Exercício escrito A
Identifique na listagem cada linha em que aparece a palavra "plank" e copie essas linhas.

Trecho
Um virou pro outro e
disse que facada doía muito mais do que tiro.
- Por quê?
- Ué, porque o tiro
esquenta e a facada é fria, dói, mas muito mais. Você já tomou uma facada?
- Eu não! Tá maluco?
Nem tiro levei muito menos.
- Facada dói pra
caramba, bicho. – Ainda era comum tratar amigos assim, coisa que muda com o
tempo. Já teve o “meu chapa” e o um pouco mais carinhoso “chapinha”. Era assim
que o Zé Pretinho me chamava quando eu ia na sua venda comprar chicletes. Cada
um Ping-Pong “tutti-frutti” custava dez centavos de um cruzeiro que a gente,
imitando os adultos, chamava de “mil”. No site de respostas do Yahoo achei um
pequeno histórico desses chicletes:
O primeiro chiclete vendido no Brasil
foi o “Ping Pong” lançado pela Kibon em 1945 e concorreu com o Ploc durante
muito tempo, até que ambos foram comprados pela empresa Kraft Foods, que fundiu
as marcas (o Ping-Pong era da Kibon e o Ploc era da Adams). O Ping-Pong era
extremamente duro, custava para amolecer - haja maxilar! Algumas pessoas
gostavam porque isto tornava a bola mais resistente, mas, quando surgiu o Ploc,
super macio, o Ping-Pong foi perdendo terreno.
Quando o papai ia sair
de casa a molecada o cercava pedindo “um mil” para comprar guloseimas na venda
do Zé Pretinho. Enquanto revirava os bolsos da calça – não me lembro de ter
visto meu pai usar carteira – o homem costumava dizer sorrindo que parecíamos
um bando de pintinhos ciscando à sua volta, piando: mil, mil, mil...

Exercício escrito B
Segundo o trecho, em que ano a Kibon lançou o chiclete Ping Pong?

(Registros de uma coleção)

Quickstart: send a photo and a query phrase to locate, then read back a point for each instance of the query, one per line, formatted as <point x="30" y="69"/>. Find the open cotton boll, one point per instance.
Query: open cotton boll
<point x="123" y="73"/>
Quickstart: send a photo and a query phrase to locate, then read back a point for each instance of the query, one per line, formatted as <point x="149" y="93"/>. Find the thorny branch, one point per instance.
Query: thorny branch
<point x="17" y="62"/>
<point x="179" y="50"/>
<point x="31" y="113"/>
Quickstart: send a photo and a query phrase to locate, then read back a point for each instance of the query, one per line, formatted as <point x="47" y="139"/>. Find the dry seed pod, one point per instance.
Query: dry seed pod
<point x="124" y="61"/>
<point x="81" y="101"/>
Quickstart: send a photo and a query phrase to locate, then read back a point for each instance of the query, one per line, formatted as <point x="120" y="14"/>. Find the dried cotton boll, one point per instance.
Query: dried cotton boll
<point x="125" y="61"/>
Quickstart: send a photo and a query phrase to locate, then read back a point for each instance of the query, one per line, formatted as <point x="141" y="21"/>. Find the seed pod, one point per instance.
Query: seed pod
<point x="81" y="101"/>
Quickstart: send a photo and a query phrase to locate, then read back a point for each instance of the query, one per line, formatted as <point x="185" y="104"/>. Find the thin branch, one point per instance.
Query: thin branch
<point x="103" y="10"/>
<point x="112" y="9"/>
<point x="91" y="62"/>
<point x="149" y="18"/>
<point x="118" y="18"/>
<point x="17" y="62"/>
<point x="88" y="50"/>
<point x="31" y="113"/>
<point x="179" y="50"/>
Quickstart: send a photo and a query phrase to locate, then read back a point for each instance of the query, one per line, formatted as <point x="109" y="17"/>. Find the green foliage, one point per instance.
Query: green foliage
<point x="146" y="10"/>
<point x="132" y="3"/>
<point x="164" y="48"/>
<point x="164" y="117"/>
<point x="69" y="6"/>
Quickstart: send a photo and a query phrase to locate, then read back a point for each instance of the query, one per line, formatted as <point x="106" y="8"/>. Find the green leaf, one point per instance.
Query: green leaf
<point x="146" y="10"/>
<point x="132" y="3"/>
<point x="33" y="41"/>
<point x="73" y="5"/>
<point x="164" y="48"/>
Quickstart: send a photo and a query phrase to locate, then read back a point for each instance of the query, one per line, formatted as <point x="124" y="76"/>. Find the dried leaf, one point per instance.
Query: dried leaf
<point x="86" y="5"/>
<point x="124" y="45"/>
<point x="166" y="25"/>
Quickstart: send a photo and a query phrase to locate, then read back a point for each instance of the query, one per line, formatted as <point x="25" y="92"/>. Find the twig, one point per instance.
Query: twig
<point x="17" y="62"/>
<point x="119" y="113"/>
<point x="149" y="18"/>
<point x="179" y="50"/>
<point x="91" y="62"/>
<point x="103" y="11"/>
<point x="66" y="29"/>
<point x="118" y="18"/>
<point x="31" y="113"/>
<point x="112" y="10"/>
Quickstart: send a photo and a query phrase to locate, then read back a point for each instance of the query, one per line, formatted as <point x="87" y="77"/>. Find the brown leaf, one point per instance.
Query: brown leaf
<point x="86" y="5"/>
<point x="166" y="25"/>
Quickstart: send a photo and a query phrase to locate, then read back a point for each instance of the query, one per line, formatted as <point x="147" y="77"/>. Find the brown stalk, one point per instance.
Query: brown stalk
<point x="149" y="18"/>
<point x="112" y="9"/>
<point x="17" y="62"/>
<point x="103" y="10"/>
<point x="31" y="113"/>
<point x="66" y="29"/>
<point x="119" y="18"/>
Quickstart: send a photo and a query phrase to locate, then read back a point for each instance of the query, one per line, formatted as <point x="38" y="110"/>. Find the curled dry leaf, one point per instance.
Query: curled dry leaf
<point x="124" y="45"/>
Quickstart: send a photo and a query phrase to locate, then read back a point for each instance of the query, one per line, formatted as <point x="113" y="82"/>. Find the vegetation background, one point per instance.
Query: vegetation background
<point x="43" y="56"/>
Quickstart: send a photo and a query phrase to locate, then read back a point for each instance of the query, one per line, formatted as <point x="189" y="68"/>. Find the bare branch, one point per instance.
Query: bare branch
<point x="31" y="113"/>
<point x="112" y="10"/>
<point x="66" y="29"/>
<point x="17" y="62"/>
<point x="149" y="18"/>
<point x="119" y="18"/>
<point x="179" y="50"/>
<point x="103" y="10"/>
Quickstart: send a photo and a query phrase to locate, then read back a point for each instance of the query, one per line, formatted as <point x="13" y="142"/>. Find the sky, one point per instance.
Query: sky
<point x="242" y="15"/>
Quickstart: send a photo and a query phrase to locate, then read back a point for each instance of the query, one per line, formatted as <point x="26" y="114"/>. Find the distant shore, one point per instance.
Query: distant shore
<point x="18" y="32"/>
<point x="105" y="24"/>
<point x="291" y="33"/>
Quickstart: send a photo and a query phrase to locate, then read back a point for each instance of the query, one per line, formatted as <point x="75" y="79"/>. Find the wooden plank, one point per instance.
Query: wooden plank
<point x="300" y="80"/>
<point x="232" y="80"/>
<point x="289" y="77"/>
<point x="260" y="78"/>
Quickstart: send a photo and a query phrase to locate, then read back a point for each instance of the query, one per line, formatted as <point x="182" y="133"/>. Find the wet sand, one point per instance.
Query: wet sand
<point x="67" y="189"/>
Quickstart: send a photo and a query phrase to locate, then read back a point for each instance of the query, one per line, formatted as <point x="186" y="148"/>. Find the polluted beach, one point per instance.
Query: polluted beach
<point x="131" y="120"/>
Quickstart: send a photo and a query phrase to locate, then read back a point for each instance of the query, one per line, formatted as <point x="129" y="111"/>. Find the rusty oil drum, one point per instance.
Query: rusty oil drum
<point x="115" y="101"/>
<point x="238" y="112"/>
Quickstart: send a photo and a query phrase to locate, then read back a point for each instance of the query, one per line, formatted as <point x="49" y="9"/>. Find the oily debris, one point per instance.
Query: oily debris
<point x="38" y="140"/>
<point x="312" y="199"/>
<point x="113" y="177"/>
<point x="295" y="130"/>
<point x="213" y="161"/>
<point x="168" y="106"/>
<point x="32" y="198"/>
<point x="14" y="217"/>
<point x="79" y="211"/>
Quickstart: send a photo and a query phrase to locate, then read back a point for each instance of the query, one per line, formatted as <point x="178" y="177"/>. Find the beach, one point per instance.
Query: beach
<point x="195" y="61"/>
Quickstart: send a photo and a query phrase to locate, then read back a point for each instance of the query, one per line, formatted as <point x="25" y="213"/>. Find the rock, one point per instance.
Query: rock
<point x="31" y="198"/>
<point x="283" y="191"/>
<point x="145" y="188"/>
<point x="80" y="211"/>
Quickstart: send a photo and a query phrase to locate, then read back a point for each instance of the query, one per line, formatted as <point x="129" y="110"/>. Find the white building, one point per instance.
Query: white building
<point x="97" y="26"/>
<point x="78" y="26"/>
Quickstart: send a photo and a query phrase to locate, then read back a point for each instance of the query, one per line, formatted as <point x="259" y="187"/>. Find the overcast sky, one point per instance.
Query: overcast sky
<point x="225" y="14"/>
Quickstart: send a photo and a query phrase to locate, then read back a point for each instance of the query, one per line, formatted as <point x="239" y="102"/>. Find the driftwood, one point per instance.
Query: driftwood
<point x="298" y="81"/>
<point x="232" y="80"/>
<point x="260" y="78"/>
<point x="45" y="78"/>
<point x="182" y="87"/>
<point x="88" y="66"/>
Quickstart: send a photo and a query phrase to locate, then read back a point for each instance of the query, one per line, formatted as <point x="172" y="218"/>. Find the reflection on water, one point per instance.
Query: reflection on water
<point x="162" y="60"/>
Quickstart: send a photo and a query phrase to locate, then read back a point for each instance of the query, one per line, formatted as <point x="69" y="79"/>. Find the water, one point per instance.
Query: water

Resposta do exercício A
Quickstart: send a photo and a query phrase to locate, then read back a point for each instance of the query, one per line, formatted as <point x="75" y="79"/>. Find the wooden plank, one point per instance.
Query: wooden plank

Resposta do exercício B
Em 1945.